WHAT YOU ARE ASKED TO DO = Decide whether each statement below agrees with the housing funding text, answering yes or no and quoting the words of the text that decide it. 1. The funding comes in addition to tax abatements for developers. 2. The quoted provision requires that at least half of the new housing be occupied by households at or below eighty percent of the area median income. 3. Where housing is intended exclusively for owner occupancy, the household may earn up to one hundred fifteen percent of the area median income.

The funding at $100 million dollars is supposed to provide some level of assistance to house people. Note that it isn’t even 6,000 people. That is $16,667 per person! That funding is not Section * or HUD housing which we already provide through the federal taxes we pay. It isn’t Grants from the state money which we also provide. It is in addition to tax abatements for the wealthy developers that provide “mixed use” developments which offer lower housing supposedly affordable to persons who earn less than the requisite amount of money.
What does that mean? Who are we subsidizing there? Well anyone who earns: ” (3) If a review finds that at least twenty percent of the new housing is developed and occupied by households making at or below eighty percent of the area median income, at the time of occupancy, adjusted for family size for the county where the project is located or where the housing is intended exclusively for owner occupancy, the household may earn up to one hundred fifteen percent of the area median income, at the time of sale, adjusted for family size for the county where the project is located, then the legislature intends to extend the expiration date of the tax preference.”

DATA EXTRACT =

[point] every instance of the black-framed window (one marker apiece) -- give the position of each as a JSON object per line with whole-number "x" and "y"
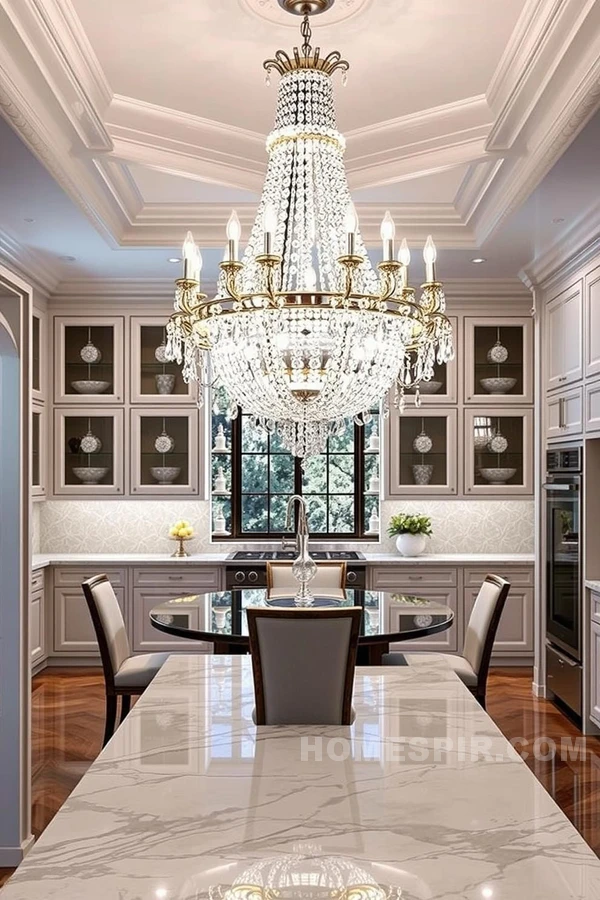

RESULT =
1. Yes: "It is in addition to tax abatements for the wealthy developers"
2. No: "at least twenty percent of the new housing is developed and occupied by households making at or below eighty percent of the area median income"
3. Yes: "where the housing is intended exclusively for owner occupancy, the household may earn up to one hundred fifteen percent of the area median income"